-- Instructions for the task --
Beginning at the line containing "Point to the bicycle front fork" and continuing to the end of the records below, give each line again exactly as it stands, and only those lines.

-- Data --
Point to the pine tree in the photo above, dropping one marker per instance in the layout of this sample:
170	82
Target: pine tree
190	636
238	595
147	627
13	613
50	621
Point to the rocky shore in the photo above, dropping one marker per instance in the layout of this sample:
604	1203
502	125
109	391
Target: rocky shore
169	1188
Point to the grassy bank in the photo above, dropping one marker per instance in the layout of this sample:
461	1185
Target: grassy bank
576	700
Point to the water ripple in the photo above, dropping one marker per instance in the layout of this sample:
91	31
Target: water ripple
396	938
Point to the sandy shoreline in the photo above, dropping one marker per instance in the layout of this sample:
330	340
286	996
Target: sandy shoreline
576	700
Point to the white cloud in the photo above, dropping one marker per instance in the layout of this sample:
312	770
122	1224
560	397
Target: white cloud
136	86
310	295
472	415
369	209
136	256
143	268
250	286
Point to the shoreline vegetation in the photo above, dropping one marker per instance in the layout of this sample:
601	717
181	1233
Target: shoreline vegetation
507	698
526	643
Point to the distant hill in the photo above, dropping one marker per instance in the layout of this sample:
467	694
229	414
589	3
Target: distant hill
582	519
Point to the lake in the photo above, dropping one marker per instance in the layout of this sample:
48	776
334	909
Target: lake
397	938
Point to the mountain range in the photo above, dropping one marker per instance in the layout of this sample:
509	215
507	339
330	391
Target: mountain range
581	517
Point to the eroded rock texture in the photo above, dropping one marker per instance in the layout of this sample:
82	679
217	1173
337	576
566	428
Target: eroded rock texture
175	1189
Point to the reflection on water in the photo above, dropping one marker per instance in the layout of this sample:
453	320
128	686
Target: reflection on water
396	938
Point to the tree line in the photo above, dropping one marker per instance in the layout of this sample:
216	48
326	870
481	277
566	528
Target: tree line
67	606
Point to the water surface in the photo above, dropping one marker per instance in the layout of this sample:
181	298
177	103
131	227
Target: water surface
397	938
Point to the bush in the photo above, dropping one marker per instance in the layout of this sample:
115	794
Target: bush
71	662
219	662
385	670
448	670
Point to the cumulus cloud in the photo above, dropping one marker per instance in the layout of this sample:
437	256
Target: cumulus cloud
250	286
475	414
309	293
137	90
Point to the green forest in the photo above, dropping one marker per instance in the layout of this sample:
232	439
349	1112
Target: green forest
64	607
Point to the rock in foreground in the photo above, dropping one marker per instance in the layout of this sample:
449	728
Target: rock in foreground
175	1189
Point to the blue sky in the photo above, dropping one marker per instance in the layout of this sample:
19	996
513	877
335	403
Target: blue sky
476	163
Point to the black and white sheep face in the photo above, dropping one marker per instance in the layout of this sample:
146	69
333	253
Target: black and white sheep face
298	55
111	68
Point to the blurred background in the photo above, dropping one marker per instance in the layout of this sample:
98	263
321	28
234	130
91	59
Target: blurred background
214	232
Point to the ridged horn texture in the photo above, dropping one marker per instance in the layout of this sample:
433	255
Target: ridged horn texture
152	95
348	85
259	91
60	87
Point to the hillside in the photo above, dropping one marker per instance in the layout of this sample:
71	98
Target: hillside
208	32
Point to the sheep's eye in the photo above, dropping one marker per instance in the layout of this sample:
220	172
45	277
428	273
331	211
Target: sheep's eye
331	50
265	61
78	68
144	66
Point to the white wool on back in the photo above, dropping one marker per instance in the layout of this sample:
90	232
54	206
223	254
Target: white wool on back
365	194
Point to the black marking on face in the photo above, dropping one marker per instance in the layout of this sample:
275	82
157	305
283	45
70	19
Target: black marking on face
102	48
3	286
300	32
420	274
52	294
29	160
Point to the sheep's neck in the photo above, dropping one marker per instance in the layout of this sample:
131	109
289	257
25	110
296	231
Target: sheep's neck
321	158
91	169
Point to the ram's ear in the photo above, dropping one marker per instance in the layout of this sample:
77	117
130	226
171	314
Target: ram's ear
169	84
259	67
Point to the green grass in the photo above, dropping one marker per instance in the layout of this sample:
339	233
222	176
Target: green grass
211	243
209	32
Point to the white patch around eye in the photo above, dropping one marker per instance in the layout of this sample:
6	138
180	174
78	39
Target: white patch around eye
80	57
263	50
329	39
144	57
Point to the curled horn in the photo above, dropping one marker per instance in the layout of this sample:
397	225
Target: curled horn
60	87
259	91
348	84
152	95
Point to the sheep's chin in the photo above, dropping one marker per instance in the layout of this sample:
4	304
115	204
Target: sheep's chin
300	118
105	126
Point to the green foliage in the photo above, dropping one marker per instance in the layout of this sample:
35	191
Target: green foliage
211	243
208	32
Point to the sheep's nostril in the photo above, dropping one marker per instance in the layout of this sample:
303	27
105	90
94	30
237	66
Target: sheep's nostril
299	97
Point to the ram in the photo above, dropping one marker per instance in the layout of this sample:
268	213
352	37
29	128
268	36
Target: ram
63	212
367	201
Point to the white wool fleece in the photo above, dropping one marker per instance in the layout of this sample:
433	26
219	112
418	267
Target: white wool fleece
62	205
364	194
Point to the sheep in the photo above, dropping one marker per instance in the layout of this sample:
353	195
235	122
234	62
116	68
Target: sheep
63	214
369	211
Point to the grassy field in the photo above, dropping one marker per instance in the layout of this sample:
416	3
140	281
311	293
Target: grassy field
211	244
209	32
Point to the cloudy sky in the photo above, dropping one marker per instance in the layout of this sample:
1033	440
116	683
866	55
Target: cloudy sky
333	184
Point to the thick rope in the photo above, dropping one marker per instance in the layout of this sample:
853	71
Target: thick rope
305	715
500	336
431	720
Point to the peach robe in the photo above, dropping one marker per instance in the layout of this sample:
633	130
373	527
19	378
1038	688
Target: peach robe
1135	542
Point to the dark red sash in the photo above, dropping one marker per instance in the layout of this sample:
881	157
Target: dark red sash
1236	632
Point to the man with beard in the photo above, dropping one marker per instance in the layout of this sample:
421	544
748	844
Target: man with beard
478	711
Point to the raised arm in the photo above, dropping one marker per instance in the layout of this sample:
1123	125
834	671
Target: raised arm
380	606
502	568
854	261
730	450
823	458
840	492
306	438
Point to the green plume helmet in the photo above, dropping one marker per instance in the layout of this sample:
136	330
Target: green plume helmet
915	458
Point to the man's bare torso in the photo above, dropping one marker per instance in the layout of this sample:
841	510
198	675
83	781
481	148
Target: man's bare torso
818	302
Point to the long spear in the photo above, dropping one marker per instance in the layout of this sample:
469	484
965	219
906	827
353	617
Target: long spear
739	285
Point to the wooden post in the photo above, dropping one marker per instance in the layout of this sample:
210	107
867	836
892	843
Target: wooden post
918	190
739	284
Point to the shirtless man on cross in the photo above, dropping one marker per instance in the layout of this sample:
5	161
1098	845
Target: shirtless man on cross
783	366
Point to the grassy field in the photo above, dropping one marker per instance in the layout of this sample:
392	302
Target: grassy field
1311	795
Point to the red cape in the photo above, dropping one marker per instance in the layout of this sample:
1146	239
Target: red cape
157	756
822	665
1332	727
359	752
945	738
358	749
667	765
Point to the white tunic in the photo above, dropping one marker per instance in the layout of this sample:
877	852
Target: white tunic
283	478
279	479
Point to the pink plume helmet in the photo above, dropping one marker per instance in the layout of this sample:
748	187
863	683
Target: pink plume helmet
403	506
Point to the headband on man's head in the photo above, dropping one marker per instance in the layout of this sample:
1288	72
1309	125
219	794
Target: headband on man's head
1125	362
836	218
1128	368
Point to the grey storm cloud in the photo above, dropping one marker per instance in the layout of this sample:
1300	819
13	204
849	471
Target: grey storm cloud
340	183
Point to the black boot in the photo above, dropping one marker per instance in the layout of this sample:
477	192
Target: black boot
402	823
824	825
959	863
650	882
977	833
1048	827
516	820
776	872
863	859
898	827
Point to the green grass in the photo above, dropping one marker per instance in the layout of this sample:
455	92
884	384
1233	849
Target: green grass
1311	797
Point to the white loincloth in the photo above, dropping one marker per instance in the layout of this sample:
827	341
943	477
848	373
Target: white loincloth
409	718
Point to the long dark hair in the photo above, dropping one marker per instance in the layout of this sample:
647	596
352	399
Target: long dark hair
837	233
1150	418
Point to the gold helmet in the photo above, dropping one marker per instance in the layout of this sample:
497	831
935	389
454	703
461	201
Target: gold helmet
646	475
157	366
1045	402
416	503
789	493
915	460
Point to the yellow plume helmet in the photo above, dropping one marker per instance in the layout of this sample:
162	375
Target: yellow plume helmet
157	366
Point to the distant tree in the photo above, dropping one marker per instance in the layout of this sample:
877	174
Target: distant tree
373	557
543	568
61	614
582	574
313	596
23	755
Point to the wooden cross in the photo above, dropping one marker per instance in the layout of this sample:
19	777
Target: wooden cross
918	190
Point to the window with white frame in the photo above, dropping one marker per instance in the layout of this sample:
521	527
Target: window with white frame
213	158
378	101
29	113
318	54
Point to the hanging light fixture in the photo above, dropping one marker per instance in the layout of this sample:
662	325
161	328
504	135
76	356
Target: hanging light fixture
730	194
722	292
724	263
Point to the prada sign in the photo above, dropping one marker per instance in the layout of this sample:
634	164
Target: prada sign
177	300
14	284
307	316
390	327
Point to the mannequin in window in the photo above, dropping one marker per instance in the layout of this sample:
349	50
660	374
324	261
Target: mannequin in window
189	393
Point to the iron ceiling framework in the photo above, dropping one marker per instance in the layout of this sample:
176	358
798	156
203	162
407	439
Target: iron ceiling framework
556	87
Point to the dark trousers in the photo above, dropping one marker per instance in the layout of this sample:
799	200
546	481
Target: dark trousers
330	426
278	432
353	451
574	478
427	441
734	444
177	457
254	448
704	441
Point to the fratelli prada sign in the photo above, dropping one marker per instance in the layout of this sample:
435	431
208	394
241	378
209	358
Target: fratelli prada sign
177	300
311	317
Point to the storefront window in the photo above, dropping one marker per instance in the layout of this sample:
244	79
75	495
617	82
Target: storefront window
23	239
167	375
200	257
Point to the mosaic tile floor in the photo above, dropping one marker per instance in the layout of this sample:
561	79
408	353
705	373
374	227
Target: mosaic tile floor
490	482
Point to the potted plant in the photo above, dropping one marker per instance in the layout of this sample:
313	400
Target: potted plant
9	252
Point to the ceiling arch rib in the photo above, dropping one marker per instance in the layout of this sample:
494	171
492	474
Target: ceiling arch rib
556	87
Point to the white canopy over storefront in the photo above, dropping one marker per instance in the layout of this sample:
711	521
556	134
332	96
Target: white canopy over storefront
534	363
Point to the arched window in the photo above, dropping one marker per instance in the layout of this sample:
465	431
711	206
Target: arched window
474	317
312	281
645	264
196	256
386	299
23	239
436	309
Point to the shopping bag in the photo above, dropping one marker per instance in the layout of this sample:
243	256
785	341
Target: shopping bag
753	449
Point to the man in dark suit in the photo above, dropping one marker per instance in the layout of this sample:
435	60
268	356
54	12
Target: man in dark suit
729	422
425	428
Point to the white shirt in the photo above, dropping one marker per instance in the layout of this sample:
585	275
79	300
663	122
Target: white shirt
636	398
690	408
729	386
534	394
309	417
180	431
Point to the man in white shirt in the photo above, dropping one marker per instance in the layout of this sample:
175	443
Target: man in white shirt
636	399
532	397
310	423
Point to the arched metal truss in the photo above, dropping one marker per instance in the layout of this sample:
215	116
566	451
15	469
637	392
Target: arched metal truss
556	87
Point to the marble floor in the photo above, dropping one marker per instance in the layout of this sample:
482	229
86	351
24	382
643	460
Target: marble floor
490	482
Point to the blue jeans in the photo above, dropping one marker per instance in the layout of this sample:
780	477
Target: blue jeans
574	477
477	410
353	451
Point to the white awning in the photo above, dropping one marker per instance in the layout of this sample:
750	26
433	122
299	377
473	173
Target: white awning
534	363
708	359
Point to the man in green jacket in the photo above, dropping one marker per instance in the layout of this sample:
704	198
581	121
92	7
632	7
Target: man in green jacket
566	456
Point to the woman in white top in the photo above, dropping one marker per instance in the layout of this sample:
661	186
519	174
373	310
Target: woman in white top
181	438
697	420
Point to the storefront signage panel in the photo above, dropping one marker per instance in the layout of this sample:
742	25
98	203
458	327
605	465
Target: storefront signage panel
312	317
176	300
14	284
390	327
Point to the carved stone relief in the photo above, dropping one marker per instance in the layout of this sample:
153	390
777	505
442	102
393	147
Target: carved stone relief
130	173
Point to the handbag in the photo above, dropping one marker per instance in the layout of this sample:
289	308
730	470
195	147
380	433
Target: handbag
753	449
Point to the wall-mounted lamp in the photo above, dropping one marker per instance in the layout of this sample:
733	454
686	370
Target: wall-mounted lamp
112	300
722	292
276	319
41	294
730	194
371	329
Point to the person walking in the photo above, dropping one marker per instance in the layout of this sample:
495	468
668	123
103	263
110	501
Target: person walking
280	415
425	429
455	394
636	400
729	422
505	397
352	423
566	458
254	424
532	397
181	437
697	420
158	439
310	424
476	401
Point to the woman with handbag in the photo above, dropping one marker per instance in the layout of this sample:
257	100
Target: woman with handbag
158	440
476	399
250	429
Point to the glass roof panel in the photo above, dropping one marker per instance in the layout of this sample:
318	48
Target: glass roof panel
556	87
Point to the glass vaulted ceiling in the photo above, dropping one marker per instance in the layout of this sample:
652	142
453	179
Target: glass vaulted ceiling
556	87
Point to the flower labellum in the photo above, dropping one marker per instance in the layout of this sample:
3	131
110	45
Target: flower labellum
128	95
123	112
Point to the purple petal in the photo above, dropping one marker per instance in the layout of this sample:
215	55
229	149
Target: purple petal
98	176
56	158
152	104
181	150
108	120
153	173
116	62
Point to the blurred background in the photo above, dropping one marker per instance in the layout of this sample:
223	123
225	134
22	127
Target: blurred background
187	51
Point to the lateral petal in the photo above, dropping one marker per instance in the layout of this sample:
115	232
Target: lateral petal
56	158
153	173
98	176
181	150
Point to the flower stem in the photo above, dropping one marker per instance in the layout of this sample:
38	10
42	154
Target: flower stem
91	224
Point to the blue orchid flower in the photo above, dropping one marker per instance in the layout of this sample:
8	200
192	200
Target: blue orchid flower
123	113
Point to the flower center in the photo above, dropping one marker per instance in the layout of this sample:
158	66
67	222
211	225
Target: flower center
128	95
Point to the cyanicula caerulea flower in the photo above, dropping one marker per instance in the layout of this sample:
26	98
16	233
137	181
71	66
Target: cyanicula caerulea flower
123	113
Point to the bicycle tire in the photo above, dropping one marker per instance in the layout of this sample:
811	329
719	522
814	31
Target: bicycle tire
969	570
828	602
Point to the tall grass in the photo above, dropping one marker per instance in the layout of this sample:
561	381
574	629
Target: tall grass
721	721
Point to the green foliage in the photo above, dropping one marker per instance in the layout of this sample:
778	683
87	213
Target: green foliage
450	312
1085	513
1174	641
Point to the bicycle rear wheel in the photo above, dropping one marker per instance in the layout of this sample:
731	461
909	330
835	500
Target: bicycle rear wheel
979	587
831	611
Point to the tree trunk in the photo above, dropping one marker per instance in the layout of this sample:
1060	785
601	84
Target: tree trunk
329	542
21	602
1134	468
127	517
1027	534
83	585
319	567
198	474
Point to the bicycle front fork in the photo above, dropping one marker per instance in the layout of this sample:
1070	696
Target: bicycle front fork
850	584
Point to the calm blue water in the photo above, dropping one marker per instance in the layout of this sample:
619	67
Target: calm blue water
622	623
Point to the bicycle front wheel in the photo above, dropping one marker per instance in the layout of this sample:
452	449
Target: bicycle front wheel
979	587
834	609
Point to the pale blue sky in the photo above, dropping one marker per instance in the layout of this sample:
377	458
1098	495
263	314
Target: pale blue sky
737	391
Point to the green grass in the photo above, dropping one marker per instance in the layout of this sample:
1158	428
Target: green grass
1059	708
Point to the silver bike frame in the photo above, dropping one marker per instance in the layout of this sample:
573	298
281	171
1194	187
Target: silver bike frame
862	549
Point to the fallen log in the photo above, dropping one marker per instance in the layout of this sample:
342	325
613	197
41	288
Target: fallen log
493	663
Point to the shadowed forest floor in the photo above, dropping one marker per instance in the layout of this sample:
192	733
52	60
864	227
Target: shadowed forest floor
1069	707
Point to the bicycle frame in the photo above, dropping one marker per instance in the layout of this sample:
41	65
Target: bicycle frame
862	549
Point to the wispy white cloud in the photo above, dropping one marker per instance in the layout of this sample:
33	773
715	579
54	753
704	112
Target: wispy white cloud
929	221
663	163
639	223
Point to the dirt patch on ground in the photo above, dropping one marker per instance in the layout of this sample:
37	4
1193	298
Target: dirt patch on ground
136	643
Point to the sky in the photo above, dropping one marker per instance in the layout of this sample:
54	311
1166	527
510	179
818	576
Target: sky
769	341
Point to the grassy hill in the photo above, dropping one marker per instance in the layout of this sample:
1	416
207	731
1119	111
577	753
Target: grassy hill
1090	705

-- The reply --
Point to the bicycle front fork in the photo above, dropping one marker per instance in the layout of this sample:
1070	696
Target: bicycle front fork
850	584
Point to the calm blue water in the photo above, dropping one marker per instance in the layout of this sample:
619	67
Target: calm blue water
622	623
Point to the bicycle front wheel in the photo above, dropping one marker per instance in the layout of this sample:
452	449
Target: bicycle front wheel
979	587
834	609
Point to the pale blue sky in the photo above, dropping one marker per instance in the layout of this sample:
377	458
1098	495
263	314
Target: pale blue sky
737	391
Point to the green grass in the photo above, dropping one marker per instance in the layout of this sample:
1158	428
Target: green grass
1059	708
Point to the silver bike frame in the photo above, dropping one marker per instance in the layout of this sample:
573	298
281	171
1194	187
Target: silver bike frame
862	549
Point to the fallen log in the photo above, dropping one marker per instance in the layout of this sample:
342	325
613	197
41	288
Target: fallen log
493	663
Point to the shadowed forest floor in the photo above, dropping one marker per instance in the layout of this sample:
192	733
52	60
864	227
Target: shadowed forest floor
1069	707
Point to the bicycle frame in the photo above, dropping one marker per instance in the layout of this sample:
41	65
Target: bicycle frame
862	549
Point to the wispy white cloud in the photo above, dropping one marker per instance in the layout of this sample:
33	773
715	579
54	753
704	112
Target: wispy white cloud
929	221
663	163
639	223
Point to the dirt patch on ground in the photo above, dropping one marker per instance in the layout of this sample:
37	4
1193	298
Target: dirt patch on ground
136	643
Point to the sky in the photo above, dropping one marker per instance in the layout of this sample:
54	311
1166	527
510	179
818	576
Target: sky
769	341
Point to the grassy hill in the photo above, dropping one marker per instance in the layout of this sample:
1	416
207	731
1119	111
577	753
Target: grassy hill
1090	705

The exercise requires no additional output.